# Your instructions
When you retype the records that follow, keep each word as it is and drop any pictures.
=== Section Start ===
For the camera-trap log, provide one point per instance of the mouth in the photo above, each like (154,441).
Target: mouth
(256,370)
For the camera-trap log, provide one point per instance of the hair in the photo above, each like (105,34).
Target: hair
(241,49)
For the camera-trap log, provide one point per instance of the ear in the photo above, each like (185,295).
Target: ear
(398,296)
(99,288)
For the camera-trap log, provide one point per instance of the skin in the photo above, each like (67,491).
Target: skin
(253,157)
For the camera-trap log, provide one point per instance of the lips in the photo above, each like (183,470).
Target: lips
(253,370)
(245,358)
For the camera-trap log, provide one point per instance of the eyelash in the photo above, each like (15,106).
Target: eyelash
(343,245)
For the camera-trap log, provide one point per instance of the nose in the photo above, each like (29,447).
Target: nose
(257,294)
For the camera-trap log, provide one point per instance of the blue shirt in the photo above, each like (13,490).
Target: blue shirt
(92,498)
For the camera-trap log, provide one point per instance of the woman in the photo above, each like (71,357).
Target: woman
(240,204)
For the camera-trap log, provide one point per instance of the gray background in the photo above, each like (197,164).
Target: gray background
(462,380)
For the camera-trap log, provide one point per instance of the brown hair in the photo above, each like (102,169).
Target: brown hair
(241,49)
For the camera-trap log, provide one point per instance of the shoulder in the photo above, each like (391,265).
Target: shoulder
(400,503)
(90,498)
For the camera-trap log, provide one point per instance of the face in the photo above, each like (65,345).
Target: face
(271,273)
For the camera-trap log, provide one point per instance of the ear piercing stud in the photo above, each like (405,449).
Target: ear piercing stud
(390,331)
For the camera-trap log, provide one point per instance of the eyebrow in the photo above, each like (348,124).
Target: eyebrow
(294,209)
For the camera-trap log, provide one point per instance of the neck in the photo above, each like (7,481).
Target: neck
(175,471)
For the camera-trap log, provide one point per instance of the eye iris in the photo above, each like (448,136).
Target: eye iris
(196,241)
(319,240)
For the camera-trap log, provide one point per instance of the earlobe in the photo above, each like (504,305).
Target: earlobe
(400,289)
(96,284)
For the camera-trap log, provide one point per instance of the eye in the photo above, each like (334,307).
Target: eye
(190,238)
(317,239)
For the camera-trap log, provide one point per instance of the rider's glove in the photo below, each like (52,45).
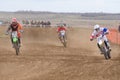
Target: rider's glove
(21,31)
(91,39)
(6,33)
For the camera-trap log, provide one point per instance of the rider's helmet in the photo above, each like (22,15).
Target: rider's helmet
(14,20)
(96,27)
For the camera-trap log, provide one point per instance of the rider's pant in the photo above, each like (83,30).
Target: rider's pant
(105,41)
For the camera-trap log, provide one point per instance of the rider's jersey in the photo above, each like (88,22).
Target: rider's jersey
(15,27)
(102,31)
(61,28)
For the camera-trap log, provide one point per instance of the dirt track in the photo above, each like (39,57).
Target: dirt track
(43,57)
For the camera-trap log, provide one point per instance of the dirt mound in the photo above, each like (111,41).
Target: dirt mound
(43,57)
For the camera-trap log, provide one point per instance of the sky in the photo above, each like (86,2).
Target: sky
(78,6)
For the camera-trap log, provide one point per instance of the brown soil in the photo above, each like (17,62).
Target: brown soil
(43,57)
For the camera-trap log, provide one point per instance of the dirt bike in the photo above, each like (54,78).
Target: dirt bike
(103,47)
(15,41)
(63,38)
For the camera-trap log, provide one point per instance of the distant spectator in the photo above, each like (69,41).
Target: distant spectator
(119,28)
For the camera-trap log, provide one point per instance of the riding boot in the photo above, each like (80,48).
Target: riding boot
(99,48)
(108,45)
(19,40)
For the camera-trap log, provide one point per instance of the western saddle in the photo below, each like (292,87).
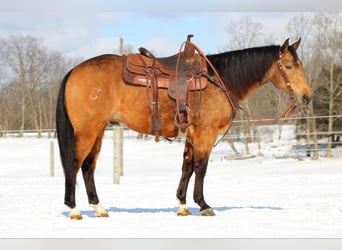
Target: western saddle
(183,72)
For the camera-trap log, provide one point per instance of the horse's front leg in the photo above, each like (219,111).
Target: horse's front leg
(200,171)
(187,170)
(202,146)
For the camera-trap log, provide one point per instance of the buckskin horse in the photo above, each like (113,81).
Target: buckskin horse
(94,94)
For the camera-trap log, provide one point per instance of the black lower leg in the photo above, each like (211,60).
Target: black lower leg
(187,171)
(88,177)
(69,196)
(200,171)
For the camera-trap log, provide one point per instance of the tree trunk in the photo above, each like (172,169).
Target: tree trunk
(331,107)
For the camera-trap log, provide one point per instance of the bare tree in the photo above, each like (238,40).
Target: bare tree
(33,75)
(24,57)
(329,30)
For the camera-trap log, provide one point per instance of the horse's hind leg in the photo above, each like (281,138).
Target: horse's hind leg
(88,169)
(187,171)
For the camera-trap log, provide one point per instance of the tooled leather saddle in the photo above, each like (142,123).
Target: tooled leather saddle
(179,74)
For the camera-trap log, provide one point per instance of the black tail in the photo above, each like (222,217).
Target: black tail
(65,132)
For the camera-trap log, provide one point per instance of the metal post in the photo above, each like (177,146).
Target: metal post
(52,158)
(117,153)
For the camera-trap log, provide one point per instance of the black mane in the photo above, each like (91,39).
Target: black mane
(241,69)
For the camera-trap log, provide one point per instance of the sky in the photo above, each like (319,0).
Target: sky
(85,29)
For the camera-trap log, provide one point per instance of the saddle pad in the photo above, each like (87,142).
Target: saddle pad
(133,72)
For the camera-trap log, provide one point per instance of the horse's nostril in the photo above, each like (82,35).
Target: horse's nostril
(306,99)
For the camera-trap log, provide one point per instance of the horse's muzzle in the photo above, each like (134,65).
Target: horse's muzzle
(306,99)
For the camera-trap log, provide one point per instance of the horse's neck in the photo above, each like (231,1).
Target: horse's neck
(243,94)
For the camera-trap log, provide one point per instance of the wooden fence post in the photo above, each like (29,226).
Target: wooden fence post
(117,153)
(52,158)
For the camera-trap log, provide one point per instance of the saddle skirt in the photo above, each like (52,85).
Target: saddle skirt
(139,69)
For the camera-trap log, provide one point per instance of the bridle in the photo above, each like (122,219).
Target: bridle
(286,79)
(290,107)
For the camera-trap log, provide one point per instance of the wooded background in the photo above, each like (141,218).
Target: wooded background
(30,75)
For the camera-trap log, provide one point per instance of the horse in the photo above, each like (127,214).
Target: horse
(94,94)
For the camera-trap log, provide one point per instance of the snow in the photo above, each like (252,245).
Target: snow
(269,196)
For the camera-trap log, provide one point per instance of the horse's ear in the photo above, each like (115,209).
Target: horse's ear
(295,45)
(285,45)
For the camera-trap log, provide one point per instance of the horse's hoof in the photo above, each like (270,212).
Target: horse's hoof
(75,214)
(207,212)
(183,212)
(100,211)
(104,215)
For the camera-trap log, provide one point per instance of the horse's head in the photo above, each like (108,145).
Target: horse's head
(287,73)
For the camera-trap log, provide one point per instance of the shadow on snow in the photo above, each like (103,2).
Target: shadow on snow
(193,210)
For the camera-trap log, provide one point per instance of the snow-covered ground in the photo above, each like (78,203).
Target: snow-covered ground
(267,196)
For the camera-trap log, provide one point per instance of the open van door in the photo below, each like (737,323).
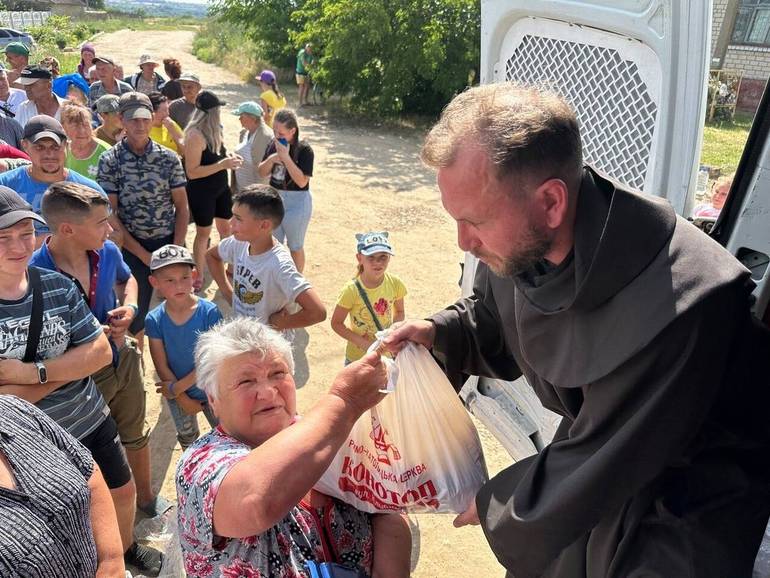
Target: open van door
(743,226)
(635,72)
=== Section End ===
# Solution for this task
For the camera-trap log, provide one point per instance of the mouth in the photo above, each like (154,441).
Target: mouth
(256,370)
For the camera-trap log, provide one point per instance of the hair in the photo above, each like (105,34).
Target: hair
(241,49)
For the camera-trap log, provide one point per instance of the ear in the photo above, each like (185,295).
Target: ear
(398,296)
(99,288)
For the camera-trap log, provide one point per instance of the skin in the photo above, each like (67,491).
Target: skin
(253,157)
For the camera-trap log, provide one point per instance of the lips in the photo above, each like (183,470).
Target: lips
(253,370)
(245,358)
For the camera-trap log, provide one point per instance of the eyelash in the photo above, each like (15,106).
Target: eyelash
(343,245)
For the camera-trap log, provide one point per instance of the nose in the photo above, each like (29,447).
Target: nose
(257,294)
For the camera-trap log, provide one point per instance of the blue shirt in the photo above, each like (13,490).
Target: blue shirt
(92,498)
For the camera-trap log, provide one point per instance of the woman in the photo above, each like (71,357).
Target: woman
(240,204)
For the camera-trap log, provide one point per instance of the gray background in the photo above, each like (197,164).
Target: gray background
(462,380)
For the camera-trap log, provide one point per instance of the brown hair in the photo above, each like (102,169).
Target: brown hair
(241,49)
For the camera-trap log, provide one point per instance of the shoulder in the photo above, each like (391,265).
Target: shoulder
(400,503)
(90,498)
For the camera-trap log, provide one point per instance of the face in the photo above, each like (65,345).
Target: face
(271,273)
For the camera-trap log, provide one point per instance of the ear piercing stud in the photo above, each like (405,449).
Target: ear piercing stud
(390,331)
For the camera-trap log, provide one point per instance of the eyebrow in the photo above, each like (348,124).
Target: eyebrow
(294,209)
For the camera-trap log, provide one point per instance of the neck in the photo above, each like (7,481).
Target: neck
(175,471)
For the camera-trap log, provide one point per instance of the eye iris in the photo above, each like (448,136).
Target: eye iris
(196,241)
(319,240)
For the camera-trap log, provide one point per instance of the earlobe in the photo above, each like (504,305).
Target: earlobe
(400,289)
(96,284)
For the camera-trap log, provide one point per instance of the eye in the photo above, each like (334,307).
Target: eye
(190,238)
(317,239)
For the camera-trap log, provide one point per instance of the rider's glove in the photo below, each like (52,45).
Target: rider's glove
(21,31)
(91,39)
(6,33)
For the camera-trap log, provide one point per instance of the rider's helmet in the photo above, each like (22,15).
Target: rider's helmet
(14,20)
(96,27)
For the camera-trap log, provide one point per instance of the rider's pant in the photo above, each like (83,30).
Target: rider's pant
(105,41)
For the camera-trap log, provide one point per instance of the rider's jersey in the photo above, each like (88,22).
Target: rider's jersey
(15,27)
(102,31)
(61,28)
For the camera-trap log, provide one point per instance of the dirt track in the photo above, each like (39,57).
Target: dirt track
(43,57)
For the camera-trap log, provide one point per instance of the dirt mound in the photo above, each like (111,41).
Target: dirt mound
(43,57)
For the camera-trap log, provide one point per instance of the sky in the photo above, each like (86,2).
Target: sky
(78,6)
For the camera-trap log, provide one point per instance of the brown soil in the photo above, each like (17,62).
Target: brown soil
(43,57)
For the camera-trap log, provide one point per instance of the dirt bike in the photo above, each like (54,78).
Target: dirt bike
(103,47)
(15,41)
(63,38)
For the camera-trap log, provide one point per instance of the distant spectator in the photo above, each like (69,41).
Target: distant spectator
(119,28)
For the camera-trap log, provide one point per instance of the riding boot in the photo above, each like (80,48).
Target: riding boot
(99,48)
(108,45)
(19,40)
For the camera-trap log, provide one point per instance of the western saddle in the photo below, each like (292,87).
Target: western saddle
(183,72)
For the camera-trap log, provide one point per instance of the horse's front leg in the photo above, each like (219,111).
Target: horse's front leg
(200,171)
(187,170)
(202,146)
For the camera-trap log, provide one point per instance of the buckskin horse in the photo above, each like (113,81).
Target: buckskin horse
(94,94)
For the camera-trap log, provide one point per instance of the black lower leg in the photo above, each like (211,60).
Target: black lower leg
(187,171)
(88,177)
(69,196)
(200,171)
For the camera-trap log, provide one point per instance of the tree trunk in the photo above, each like (172,169).
Target: tree trunk
(331,107)
For the camera-trap log, provide one point per instance of the bare tree in the photo above, each like (238,40).
Target: bare tree
(33,75)
(24,57)
(329,30)
For the camera-trap log, provide one point per instance of the horse's hind leg in the photo above, each like (281,138).
Target: horse's hind leg
(88,169)
(187,171)
For the camera-trap log, provide one point per instance of the tooled leather saddle in the photo above, each like (142,123).
Target: tooled leather saddle
(179,74)
For the camera-trap log, provide one point per instance of the black tail in the photo above, each like (222,217).
Target: black tail
(65,132)
For the camera-trap log, provide one point per instance of the metal post in the photo above, each like (177,146).
Target: metal post
(52,158)
(117,153)
For the camera-trap log, provide one point per instance of the black mane in the photo above, each like (91,39).
Target: black mane
(241,69)
For the camera-trap log, provide one point per instance of the sky in the photo above, each like (319,0).
Target: sky
(85,29)
For the camera-trap log, provide one point per instance of the saddle pad in the photo above, each like (87,142).
Target: saddle pad
(133,72)
For the camera-trap log, provide one point per instance of the horse's nostril in the photo above, each like (82,35).
Target: horse's nostril
(306,99)
For the camera-trap log, provide one point per instance of the horse's muzzle in the photo above, each like (134,65).
Target: horse's muzzle
(306,99)
For the camera-trap log, provide one point per instance of the horse's neck in the photo above, each like (231,1).
Target: horse's neck
(243,94)
For the camera-trap log, provide one point per instance of the wooden fence post in the photo above, each like (29,226).
Target: wooden fence post
(117,153)
(52,158)
For the camera-trap log, provide one point per instance of the saddle skirt in the photo above, each like (52,85).
Target: saddle skirt
(139,69)
For the camera-trap log, provide one point per instance of the bridle in the photo above, each like (122,219).
Target: bridle
(286,79)
(290,107)
For the camera-trap log, provide one point per instance of the wooded background in the photo above, each like (141,218).
Target: wooded background
(30,75)
For the camera-trap log, provide one point per instance of the horse in the photo above, each like (127,214).
Target: horse
(94,94)
For the camera-trap log, provide one point per instance of the snow in the photo above, each like (252,245).
Target: snow
(269,196)
For the camera-trap log, provide one point per instance of the horse's ear in the photo above, each like (115,209).
Target: horse's ear
(295,45)
(285,45)
For the camera-trap log, provide one point per instance of the horse's hoof in the photo above, each like (270,212).
Target: horse's hoof
(75,214)
(207,212)
(183,212)
(100,211)
(104,215)
For the camera-trap log, provide one point per instance of the horse's head in the photo above, each like (108,145).
Target: horse's head
(287,73)
For the camera-trap log, provide one point per instance of the shadow on snow in the photo above, each like (103,2).
Target: shadow on snow
(193,210)
For the camera-trap log, provide one point per instance of the snow-covered ground in the photo above, each like (78,203).
Target: snow-covered ground
(267,196)
For the camera-trap log, provide one point per instance of the open van door in the photo below, each like (737,323).
Target: open van door
(743,226)
(635,72)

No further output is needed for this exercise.